| Instruction 1 |
Resize the entries from the line that contains "Where can the tawny" through the last line of the entries. Reproduce only that span, with requests included, and multiply every point coordinate in the answers by 0.4, rounding to whole numbers with halves rounded up.

| Extract to read |
2019 McDonald's All-American Boys Game
| East | West |
| 115 | 100 |
|  | 1st half | 2nd half | Total |
| East | 60 | 55 | 115 |
| West | 49 | 51 | 100 |
- Date: March 27, 2019
- Venue: State Farm Arena, Atlanta, Georgia
- MVP: Cole Anthony
- Referees: Kellen Miliner, John Wilmer, Michael Woods
- Network: ESPN2

McDonald's All-American

= 2019 McDonald's All-American Boys Game =

American high school basketball game

The 2019 McDonald's All-American Boys Game was an All-star basketball game that was played on Wednesday, March 27, 2019 at the State Farm Arena in Atlanta, Georgia, home of the Atlanta Hawks. The game's rosters featured the best and most highly recruited high school boys graduating in the class of 2019. The game was the 42nd annual version of the McDonald's All-American Game first played in 1977. Cole Anthony of the East had 14 points, five rebounds and seven assists, and was named the game's most valuable player (MVP).

The 24 players were selected from 2,500 nominees by a committee of basketball experts. They were chosen not only for their on-court skills, but for their performances off the court as well. Coach Morgan Wootten, who had more than 1,200 wins as head basketball coach at DeMatha Catholic High School, was chairman of the selection committee.

==Rosters==
When the rosters were announced on January 24, 2019, Arizona, Duke, Florida, Kentucky, and Villanova had two selectees, while the rest of the schools had one. At the announcement of roster selections, only 13 schools were represented and had 6 players uncommitted. The two highest rated players (Cole Anthony) was named to the East team. The West team was highlighted by (James Wiseman). On January 21, Isaiah Stewart committed to Washington during the 2019 Spalding Hoophall Classic.
On February 11, Anthony Edwards committed to play for Georgia. On April 19, Matthew Hurt committed to Duke (joining Moore and Carey Jr). On April 23, Cole Anthony committed to North Carolina. (joining Bacot) On May 17, Achiuwa committed to Memphis. On May 20, Watford committed to LSU. On May 21, McDaniels committed to Washington.

| Instruction 2 |
According to the article on the 2019 McDonald's All-American Boys Game, who chaired the committee that selected the players?

[Excerpts of pointing data]
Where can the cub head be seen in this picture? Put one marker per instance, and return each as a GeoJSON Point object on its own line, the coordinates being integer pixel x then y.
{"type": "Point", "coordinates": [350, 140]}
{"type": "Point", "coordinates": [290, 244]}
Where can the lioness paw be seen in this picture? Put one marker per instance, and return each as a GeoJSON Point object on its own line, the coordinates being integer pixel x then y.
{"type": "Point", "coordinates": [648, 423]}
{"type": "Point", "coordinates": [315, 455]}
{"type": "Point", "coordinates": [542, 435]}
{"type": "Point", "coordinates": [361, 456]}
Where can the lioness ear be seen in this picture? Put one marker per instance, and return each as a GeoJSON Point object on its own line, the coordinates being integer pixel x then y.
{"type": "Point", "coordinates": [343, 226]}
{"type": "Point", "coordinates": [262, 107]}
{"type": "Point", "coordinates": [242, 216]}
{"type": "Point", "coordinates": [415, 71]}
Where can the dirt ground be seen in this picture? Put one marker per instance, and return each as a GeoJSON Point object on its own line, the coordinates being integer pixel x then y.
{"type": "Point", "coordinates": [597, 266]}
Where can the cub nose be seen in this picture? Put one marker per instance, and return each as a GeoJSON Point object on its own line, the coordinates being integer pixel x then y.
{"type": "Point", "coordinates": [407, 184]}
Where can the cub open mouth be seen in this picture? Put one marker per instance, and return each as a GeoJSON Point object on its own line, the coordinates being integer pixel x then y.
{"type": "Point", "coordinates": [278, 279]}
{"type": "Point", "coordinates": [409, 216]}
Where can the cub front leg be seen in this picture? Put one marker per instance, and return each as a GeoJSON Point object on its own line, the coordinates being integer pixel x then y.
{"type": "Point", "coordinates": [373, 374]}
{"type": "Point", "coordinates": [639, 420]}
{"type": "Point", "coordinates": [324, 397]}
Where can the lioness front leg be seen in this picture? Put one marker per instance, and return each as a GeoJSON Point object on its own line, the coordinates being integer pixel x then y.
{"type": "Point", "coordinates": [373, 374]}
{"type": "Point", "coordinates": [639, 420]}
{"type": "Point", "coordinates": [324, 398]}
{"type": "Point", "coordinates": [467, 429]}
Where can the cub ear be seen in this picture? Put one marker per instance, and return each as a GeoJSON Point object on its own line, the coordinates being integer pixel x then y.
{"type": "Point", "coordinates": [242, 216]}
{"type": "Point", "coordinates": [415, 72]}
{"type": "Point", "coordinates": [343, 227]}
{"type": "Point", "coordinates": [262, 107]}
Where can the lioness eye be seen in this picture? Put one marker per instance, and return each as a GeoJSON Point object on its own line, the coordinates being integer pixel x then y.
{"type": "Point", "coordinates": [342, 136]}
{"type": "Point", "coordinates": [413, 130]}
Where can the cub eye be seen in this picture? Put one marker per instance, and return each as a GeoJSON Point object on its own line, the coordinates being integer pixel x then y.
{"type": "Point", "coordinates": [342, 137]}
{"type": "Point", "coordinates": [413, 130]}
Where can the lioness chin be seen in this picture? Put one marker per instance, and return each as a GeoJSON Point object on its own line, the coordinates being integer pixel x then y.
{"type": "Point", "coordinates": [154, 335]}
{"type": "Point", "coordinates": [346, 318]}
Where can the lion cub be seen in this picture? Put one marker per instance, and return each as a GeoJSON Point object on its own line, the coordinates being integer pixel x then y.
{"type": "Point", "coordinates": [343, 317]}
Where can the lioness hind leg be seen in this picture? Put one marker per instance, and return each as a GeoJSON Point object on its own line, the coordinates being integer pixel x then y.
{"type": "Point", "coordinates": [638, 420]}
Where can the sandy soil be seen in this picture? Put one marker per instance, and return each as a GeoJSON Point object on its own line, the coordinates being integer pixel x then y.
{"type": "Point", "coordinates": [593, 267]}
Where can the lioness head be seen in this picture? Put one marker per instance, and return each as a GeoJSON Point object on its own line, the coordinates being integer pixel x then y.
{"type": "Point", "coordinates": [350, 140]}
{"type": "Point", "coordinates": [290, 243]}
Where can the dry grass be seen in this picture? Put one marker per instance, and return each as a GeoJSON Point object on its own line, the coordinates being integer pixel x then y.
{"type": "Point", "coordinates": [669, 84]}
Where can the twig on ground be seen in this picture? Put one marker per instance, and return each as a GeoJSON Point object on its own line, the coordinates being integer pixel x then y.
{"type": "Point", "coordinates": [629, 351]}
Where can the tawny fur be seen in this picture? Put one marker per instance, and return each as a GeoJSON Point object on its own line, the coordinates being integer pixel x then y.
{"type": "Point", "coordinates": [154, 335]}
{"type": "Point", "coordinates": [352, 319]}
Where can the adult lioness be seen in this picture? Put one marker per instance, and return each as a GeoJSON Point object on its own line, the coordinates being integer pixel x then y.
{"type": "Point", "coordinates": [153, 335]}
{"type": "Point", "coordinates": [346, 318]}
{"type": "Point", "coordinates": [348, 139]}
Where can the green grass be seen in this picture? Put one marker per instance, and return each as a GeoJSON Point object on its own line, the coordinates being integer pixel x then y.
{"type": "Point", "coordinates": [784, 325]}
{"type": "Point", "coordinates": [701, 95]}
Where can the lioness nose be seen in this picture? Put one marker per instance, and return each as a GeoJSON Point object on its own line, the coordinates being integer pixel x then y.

| Expected output 1 |
Where can the tawny fur be seen in this picture? Put one marker per instance, and return each as a GeoJSON Point object on its own line, the coordinates being integer pixel x then y.
{"type": "Point", "coordinates": [62, 134]}
{"type": "Point", "coordinates": [141, 128]}
Where can the adult lioness be seen in this picture? Put one marker per instance, and return each as a GeoJSON Point object on its own line, the coordinates being integer pixel x then y.
{"type": "Point", "coordinates": [61, 134]}
{"type": "Point", "coordinates": [138, 127]}
{"type": "Point", "coordinates": [139, 56]}
Where can the green grass be seen in this picture? Put one marker per instance, and return each as a GeoJSON Point object on its own line, the coordinates being integer pixel x then y.
{"type": "Point", "coordinates": [314, 130]}
{"type": "Point", "coordinates": [280, 38]}
Where can the lioness nose be seen in this picture? Put one marker per instance, and return each as a GeoJSON Point object on its own line, the coordinates being integer pixel x then y.

| Expected output 2 |
Coach Morgan Wootten